* [Task goal]:
Convert the records below into a numbered list with each line as its own item, dropping any blank lines. Leave the pictures out of your answer.

* [Records for this task]:
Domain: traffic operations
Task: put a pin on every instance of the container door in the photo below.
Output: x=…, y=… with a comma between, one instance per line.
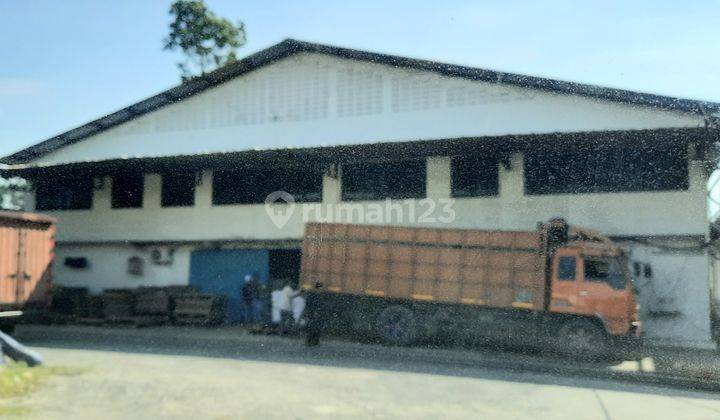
x=9, y=248
x=222, y=272
x=35, y=263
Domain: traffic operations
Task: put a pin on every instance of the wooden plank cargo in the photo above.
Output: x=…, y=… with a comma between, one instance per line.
x=406, y=284
x=493, y=268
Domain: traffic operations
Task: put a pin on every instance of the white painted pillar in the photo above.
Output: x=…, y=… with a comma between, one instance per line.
x=332, y=188
x=512, y=180
x=102, y=197
x=203, y=192
x=438, y=177
x=151, y=191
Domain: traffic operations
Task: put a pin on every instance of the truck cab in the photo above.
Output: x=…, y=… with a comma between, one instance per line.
x=589, y=278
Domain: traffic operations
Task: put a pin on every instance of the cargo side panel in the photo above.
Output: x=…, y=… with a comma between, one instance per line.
x=37, y=253
x=488, y=268
x=9, y=248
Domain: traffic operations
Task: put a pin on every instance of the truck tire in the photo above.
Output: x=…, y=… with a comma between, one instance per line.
x=583, y=340
x=7, y=327
x=396, y=326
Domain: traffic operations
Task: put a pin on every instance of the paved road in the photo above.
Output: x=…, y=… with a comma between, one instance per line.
x=160, y=374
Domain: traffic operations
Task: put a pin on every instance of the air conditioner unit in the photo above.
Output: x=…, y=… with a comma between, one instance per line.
x=162, y=255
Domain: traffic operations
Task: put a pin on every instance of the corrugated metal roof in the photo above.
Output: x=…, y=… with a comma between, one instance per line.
x=290, y=47
x=26, y=217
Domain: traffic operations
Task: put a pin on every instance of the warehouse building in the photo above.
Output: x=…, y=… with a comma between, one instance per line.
x=172, y=189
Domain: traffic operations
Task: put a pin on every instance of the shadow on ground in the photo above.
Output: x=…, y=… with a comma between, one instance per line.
x=234, y=343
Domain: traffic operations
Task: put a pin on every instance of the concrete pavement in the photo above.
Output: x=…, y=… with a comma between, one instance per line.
x=225, y=374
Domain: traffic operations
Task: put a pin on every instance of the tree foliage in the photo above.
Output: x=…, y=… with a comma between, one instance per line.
x=12, y=193
x=207, y=41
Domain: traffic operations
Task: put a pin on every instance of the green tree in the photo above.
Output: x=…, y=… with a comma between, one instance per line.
x=206, y=40
x=12, y=193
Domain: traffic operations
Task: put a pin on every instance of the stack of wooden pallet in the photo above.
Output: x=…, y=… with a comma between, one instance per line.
x=200, y=309
x=152, y=306
x=118, y=305
x=143, y=306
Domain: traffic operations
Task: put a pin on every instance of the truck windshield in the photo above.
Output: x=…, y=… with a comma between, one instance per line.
x=605, y=269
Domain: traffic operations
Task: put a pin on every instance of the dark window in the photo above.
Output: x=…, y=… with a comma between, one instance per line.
x=252, y=185
x=605, y=270
x=380, y=180
x=474, y=176
x=127, y=191
x=178, y=189
x=566, y=268
x=595, y=170
x=64, y=194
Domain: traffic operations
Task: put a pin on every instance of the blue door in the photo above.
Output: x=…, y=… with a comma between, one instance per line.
x=222, y=272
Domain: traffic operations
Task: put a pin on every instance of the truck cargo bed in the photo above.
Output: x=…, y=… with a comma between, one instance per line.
x=490, y=268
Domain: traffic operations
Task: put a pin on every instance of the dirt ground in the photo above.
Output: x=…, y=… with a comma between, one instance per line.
x=131, y=374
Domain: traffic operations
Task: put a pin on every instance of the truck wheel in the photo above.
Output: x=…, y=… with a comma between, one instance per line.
x=583, y=340
x=396, y=326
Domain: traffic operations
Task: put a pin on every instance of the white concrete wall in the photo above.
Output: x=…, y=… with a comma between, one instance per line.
x=684, y=277
x=675, y=301
x=313, y=100
x=107, y=267
x=645, y=213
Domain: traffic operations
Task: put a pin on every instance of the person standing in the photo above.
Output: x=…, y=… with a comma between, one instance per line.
x=251, y=298
x=314, y=316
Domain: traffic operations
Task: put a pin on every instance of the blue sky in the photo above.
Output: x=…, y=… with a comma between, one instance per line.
x=63, y=63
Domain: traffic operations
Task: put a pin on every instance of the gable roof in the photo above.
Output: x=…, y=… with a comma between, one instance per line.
x=290, y=47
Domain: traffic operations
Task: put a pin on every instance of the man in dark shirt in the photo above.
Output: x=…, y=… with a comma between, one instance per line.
x=314, y=315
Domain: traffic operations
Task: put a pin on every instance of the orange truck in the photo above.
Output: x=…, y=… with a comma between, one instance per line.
x=559, y=285
x=27, y=248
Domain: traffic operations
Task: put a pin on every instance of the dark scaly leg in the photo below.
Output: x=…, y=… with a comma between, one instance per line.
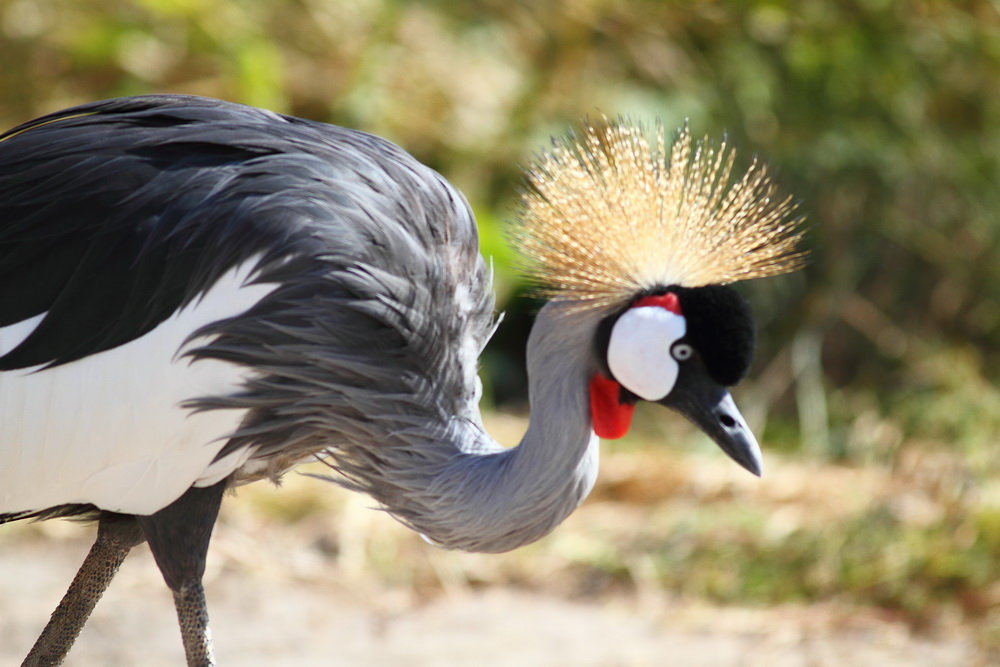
x=178, y=536
x=116, y=535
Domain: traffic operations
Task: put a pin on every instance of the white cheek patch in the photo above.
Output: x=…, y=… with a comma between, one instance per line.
x=639, y=351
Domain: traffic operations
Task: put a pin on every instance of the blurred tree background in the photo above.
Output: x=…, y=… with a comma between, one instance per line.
x=882, y=117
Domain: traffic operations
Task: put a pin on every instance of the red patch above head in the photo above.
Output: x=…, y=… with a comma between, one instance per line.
x=668, y=301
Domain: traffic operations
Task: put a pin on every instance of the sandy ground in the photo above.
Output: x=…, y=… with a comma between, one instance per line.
x=261, y=617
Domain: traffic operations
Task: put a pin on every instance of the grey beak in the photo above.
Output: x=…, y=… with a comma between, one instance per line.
x=710, y=407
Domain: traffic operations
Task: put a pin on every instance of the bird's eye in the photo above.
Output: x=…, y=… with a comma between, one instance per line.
x=682, y=351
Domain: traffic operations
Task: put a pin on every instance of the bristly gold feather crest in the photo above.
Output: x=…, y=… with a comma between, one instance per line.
x=614, y=213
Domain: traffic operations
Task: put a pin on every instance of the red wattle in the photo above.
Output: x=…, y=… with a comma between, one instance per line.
x=668, y=301
x=611, y=418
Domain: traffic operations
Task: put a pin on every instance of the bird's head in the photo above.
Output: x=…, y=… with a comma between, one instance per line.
x=648, y=237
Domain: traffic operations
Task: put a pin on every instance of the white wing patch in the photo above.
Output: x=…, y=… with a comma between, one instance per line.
x=639, y=351
x=109, y=429
x=13, y=335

* [Completed task]:
1. Domain: traffic operations
2. Task: put a pin on every instance of the container door in the photo below.
3. Output: x=…, y=… with a comma between, one instance per line.
4. x=9, y=248
5. x=222, y=272
6. x=35, y=263
7. Domain: traffic operations
8. Task: put a pin on every instance of the wooden plank cargo in the photo above.
9. Output: x=…, y=… with a comma between, one instance per line.
10. x=406, y=284
11. x=493, y=268
12. Domain: traffic operations
13. Task: put a pin on every instance of the white painted pillar in the photo above.
14. Output: x=…, y=… with a comma between, one instance per line.
15. x=332, y=188
16. x=512, y=180
17. x=102, y=197
18. x=203, y=192
19. x=438, y=177
20. x=151, y=191
21. Domain: traffic operations
22. Task: put a pin on every instance of the truck cab in the photo above.
23. Output: x=…, y=… with a comma between, one instance per line.
24. x=589, y=278
25. Domain: traffic operations
26. Task: put a pin on every instance of the cargo side panel in the photo above.
27. Output: x=…, y=… with a comma between, one instance per line.
28. x=37, y=253
29. x=488, y=268
30. x=9, y=248
31. Domain: traffic operations
32. Task: put a pin on every instance of the truck tire in the photo above.
33. Output: x=…, y=… with a comma between, one instance per line.
34. x=583, y=340
35. x=7, y=327
36. x=396, y=326
37. Domain: traffic operations
38. Task: put a pin on every instance of the paved road in the photo above.
39. Output: x=…, y=… with a comma between, one instance per line.
40. x=160, y=374
41. Domain: traffic operations
42. Task: put a pin on every instance of the air conditioner unit in the photo above.
43. Output: x=…, y=… with a comma between, one instance per line.
44. x=162, y=255
45. Domain: traffic operations
46. Task: put a pin on every instance of the corrugated metal roof in the photo above.
47. Output: x=…, y=… with a comma between, one instance per line.
48. x=290, y=47
49. x=26, y=217
50. Domain: traffic operations
51. Task: put a pin on every instance of the warehouse building in the photo above.
52. Output: x=…, y=… with a comma between, one instance per line.
53. x=172, y=189
54. Domain: traffic operations
55. Task: put a pin on every instance of the shadow on ground in the photo above.
56. Output: x=…, y=… with a comma between, one instance per line.
57. x=234, y=343
58. Domain: traffic operations
59. Task: put a pin on every instance of the concrete pavement in the photo above.
60. Output: x=…, y=… with a comma between, one instance per line.
61. x=225, y=374
62. Domain: traffic operations
63. Task: put a pin on every instance of the tree foliage in the photo above.
64. Output: x=…, y=… with a comma between, one instance per line.
65. x=12, y=193
66. x=207, y=41
67. Domain: traffic operations
68. Task: put a pin on every instance of the green tree in the photo above.
69. Output: x=…, y=… with a comma between, one instance per line.
70. x=206, y=40
71. x=12, y=193
72. Domain: traffic operations
73. Task: put a pin on every instance of the stack of wooden pallet in the photo above.
74. Output: x=…, y=… with a comma between, one instance per line.
75. x=200, y=309
76. x=152, y=306
77. x=118, y=305
78. x=143, y=306
79. Domain: traffic operations
80. Task: put a pin on every instance of the truck windshield in the photo above.
81. Output: x=…, y=… with a comma between, one instance per line.
82. x=605, y=269
83. Domain: traffic operations
84. Task: put a pin on every instance of the dark window in the photo above.
85. Output: x=…, y=… with a comma between, one instance per line.
86. x=252, y=185
87. x=605, y=270
88. x=380, y=180
89. x=474, y=176
90. x=127, y=191
91. x=178, y=189
92. x=566, y=268
93. x=595, y=170
94. x=64, y=194
95. Domain: traffic operations
96. Task: put a pin on every instance of the blue door in the photo above.
97. Output: x=…, y=… with a comma between, one instance per line.
98. x=222, y=272
99. Domain: traffic operations
100. Task: put a pin on every instance of the truck cargo bed in the photo above.
101. Output: x=…, y=… with a comma between, one instance per line.
102. x=490, y=268
103. Domain: traffic operations
104. Task: put a pin on every instance of the dirt ground in the photo above.
105. Output: x=…, y=… with a comma between, one instance per line.
106. x=131, y=374
107. Domain: traffic operations
108. Task: put a pin on every instance of the truck wheel in the photo above.
109. Output: x=…, y=… with a comma between, one instance per line.
110. x=583, y=340
111. x=396, y=326
112. Domain: traffic operations
113. Task: put a pin on every instance of the white concrete wall in the photo above.
114. Output: x=…, y=… with a comma between, one instance per line.
115. x=684, y=277
116. x=675, y=301
117. x=313, y=100
118. x=107, y=267
119. x=645, y=213
120. Domain: traffic operations
121. Task: put a pin on every instance of the person standing in the photo above.
122. Output: x=…, y=… with a comma between, one instance per line.
123. x=251, y=298
124. x=314, y=316
125. Domain: traffic operations
126. Task: put a pin on every instance of the blue sky in the photo above.
127. Output: x=…, y=… with a comma between, one instance per line.
128. x=63, y=63
129. Domain: traffic operations
130. Task: put a pin on every instance of the gable roof in the photo above.
131. Output: x=…, y=… with a comma between, one instance per line.
132. x=290, y=47
133. Domain: traffic operations
134. Task: put a pin on every instance of the man in dark shirt in the photo above.
135. Output: x=…, y=… with a comma between, one instance per line.
136. x=314, y=315
137. Domain: traffic operations
138. Task: put a pin on every instance of the orange truck in the photo above.
139. Output: x=…, y=… with a comma between, one instance per line.
140. x=559, y=285
141. x=27, y=248
142. Domain: traffic operations
143. Task: put a pin on every instance of the dark scaly leg in the photo below.
144. Output: x=…, y=… with a comma between, one instance per line.
145. x=178, y=536
146. x=116, y=535
147. Domain: traffic operations
148. Task: put a pin on every instance of the white cheek patch in the photo above.
149. Output: x=…, y=… with a comma between, one instance per line.
150. x=639, y=351
151. Domain: traffic operations
152. Task: put a pin on every instance of the blurred tree background in the photo above.
153. Output: x=…, y=… with a comma between, one instance per line.
154. x=882, y=117
155. Domain: traffic operations
156. Task: put a pin on every instance of the red patch above head in the photo above.
157. Output: x=…, y=… with a comma between, one instance per line.
158. x=668, y=301
159. Domain: traffic operations
160. Task: put a pin on every instance of the sandy ground in the photo above.
161. Output: x=…, y=… with a comma between, one instance per line.
162. x=261, y=617
163. Domain: traffic operations
164. Task: put a pin on every instance of the grey beak in the photo above.
165. Output: x=…, y=… with a comma between, one instance per line.
166. x=710, y=407
167. Domain: traffic operations
168. Task: put a pin on every instance of the bird's eye in the photo above.
169. Output: x=…, y=… with a comma between, one instance per line.
170. x=682, y=351
171. Domain: traffic operations
172. Task: put a pin on every instance of the bristly gold feather crest in the photo above.
173. Output: x=…, y=… with a comma between, one instance per line.
174. x=614, y=213
175. Domain: traffic operations
176. Task: put a pin on every instance of the red wattle in the photo above.
177. Output: x=…, y=… with a comma between, one instance per line.
178. x=668, y=301
179. x=611, y=418
180. Domain: traffic operations
181. Task: put a pin on every instance of the bird's head in the photo above.
182. Output: x=…, y=… with a comma between, one instance per line.
183. x=648, y=237
184. Domain: traffic operations
185. Task: put a pin on every instance of the white wing patch in the photo above.
186. Output: x=…, y=… with a comma between, one instance per line.
187. x=639, y=351
188. x=109, y=429
189. x=13, y=335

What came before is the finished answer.